Consegna: Trascriva per intero il testo sull'ironia nella comunicazione pubblicitaria, senza apportare alcuna modifica.

Lo scopriamo dopo il pre-roll:



 

I pre-roll “unskippabili” GEICO ci ricordano una cosa: i principi dell’ironia sono sempre gli stessi.
Bisogna solo adattarli al nuovo contesto.

– Un esempio? Il bravo comedian si riconosce ancora dai “tempi comici” giusti. 

I social media hanno diffuso l’attitudine a commentare in modo caustico i topic più caldi.
Le persone sono veloci e reattive, è importante stare 3 passi avanti a loro.
E ricordare che “in tempo” è meglio che “elaborato“.

A MoonPie bastano 5 caratteri – di cui 3 per il LOL – per vincere facile.


Non c’è tempo di aspettare la fine della barzelletta: oggi funziona un’ironia più veloce e dritta al punto.

– Essere in sintonia con il pubblico è ancora fondamentale?




Yeah. Specie perché la distribuzione per target dei contenuti permette di dare un tocco più “personale” alla comicità.
Un esempio pratico? Gli inside jokes.

Record presentati:
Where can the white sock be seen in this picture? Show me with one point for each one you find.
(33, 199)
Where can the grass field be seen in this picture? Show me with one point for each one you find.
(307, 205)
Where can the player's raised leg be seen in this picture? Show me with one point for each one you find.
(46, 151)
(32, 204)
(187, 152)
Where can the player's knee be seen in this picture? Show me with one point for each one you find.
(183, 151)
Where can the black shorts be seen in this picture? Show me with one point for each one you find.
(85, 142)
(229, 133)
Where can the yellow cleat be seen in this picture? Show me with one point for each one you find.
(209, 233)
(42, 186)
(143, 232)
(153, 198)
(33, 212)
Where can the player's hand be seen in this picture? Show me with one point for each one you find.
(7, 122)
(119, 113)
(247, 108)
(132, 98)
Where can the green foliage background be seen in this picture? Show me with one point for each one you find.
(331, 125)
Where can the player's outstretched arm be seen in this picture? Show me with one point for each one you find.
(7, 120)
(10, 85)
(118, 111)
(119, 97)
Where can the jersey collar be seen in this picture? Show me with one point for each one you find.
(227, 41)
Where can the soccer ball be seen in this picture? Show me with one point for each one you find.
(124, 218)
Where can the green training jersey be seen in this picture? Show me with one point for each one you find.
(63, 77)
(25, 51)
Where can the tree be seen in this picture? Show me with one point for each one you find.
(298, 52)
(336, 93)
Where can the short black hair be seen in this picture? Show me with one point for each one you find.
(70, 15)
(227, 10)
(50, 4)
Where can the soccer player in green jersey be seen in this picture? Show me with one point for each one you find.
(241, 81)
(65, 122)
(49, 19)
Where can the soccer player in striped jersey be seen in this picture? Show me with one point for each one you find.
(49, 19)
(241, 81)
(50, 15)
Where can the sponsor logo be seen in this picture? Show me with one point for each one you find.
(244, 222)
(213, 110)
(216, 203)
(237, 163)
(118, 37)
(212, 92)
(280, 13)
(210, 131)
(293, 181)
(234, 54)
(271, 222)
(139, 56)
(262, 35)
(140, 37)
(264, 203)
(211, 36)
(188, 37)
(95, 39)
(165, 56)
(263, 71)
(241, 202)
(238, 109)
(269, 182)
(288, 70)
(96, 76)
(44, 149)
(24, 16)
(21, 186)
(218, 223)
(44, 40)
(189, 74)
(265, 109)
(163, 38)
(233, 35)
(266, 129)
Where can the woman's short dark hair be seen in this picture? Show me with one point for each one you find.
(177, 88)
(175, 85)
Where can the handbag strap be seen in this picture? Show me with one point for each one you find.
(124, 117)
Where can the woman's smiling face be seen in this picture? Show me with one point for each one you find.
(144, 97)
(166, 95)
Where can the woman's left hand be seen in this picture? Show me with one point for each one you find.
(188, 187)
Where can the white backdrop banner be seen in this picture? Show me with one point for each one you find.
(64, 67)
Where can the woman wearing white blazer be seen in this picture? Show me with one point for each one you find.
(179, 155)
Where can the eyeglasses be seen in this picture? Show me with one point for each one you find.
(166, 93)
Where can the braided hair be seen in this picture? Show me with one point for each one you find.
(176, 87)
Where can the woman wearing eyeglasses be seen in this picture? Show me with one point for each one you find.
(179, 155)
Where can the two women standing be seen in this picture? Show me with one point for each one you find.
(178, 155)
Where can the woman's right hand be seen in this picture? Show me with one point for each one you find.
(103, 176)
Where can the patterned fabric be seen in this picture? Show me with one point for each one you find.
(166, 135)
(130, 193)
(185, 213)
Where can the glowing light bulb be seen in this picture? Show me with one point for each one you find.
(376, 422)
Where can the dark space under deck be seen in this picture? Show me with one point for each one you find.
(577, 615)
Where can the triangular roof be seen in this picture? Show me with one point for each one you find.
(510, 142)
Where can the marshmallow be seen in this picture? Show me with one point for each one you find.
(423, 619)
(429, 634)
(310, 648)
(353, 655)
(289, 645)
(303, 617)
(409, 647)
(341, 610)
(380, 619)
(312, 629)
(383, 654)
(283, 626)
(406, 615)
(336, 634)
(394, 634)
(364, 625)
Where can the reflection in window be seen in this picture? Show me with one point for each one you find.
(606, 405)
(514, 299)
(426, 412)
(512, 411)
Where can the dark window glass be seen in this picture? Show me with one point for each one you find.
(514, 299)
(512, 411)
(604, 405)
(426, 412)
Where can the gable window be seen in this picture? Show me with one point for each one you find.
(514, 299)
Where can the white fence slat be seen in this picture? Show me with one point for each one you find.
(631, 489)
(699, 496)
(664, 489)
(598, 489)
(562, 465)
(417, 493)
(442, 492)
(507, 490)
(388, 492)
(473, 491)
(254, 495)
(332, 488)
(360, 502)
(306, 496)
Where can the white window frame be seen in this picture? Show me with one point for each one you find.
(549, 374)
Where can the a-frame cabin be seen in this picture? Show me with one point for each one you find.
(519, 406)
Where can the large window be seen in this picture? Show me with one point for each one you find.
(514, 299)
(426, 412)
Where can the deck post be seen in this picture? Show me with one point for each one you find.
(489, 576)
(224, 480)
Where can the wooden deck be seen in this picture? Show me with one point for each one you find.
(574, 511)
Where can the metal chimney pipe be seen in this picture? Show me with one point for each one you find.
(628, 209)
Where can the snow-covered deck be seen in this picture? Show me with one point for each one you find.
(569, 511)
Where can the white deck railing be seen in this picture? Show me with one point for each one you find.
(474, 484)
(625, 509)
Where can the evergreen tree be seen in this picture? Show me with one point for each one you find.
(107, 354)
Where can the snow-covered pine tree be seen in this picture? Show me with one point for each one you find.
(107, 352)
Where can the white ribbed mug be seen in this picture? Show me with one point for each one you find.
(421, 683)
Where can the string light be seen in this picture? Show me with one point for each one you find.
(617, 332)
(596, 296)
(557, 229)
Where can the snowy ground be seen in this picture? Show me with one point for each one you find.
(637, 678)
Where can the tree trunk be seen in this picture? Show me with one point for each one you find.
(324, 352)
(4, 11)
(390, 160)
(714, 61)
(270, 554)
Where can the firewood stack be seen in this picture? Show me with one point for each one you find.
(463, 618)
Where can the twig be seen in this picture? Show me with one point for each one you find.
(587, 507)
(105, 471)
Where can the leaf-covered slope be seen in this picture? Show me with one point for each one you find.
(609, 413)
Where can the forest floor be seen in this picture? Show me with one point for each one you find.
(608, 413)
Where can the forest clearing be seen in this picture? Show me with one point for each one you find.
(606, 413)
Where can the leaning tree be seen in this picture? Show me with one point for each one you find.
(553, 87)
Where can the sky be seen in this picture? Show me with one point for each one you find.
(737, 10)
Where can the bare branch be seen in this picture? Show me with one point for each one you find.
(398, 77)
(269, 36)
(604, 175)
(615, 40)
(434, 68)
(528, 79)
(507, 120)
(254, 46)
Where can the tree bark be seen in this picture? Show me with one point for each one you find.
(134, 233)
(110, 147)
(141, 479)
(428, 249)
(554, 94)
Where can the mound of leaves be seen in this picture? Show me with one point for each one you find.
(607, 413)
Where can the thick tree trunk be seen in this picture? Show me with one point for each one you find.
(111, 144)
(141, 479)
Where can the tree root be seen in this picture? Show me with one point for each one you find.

Soluzione:
Lo scopriamo dopo il pre-roll:



 

I pre-roll “unskippabili” GEICO ci ricordano una cosa: i principi dell’ironia sono sempre gli stessi.
Bisogna solo adattarli al nuovo contesto.

– Un esempio? Il bravo comedian si riconosce ancora dai “tempi comici” giusti. 

I social media hanno diffuso l’attitudine a commentare in modo caustico i topic più caldi.
Le persone sono veloci e reattive, è importante stare 3 passi avanti a loro.
E ricordare che “in tempo” è meglio che “elaborato“.

A MoonPie bastano 5 caratteri – di cui 3 per il LOL – per vincere facile.


Non c’è tempo di aspettare la fine della barzelletta: oggi funziona un’ironia più veloce e dritta al punto.

– Essere in sintonia con il pubblico è ancora fondamentale?




Yeah. Specie perché la distribuzione per target dei contenuti permette di dare un tocco più “personale” alla comicità.
Un esempio pratico? Gli inside jokes.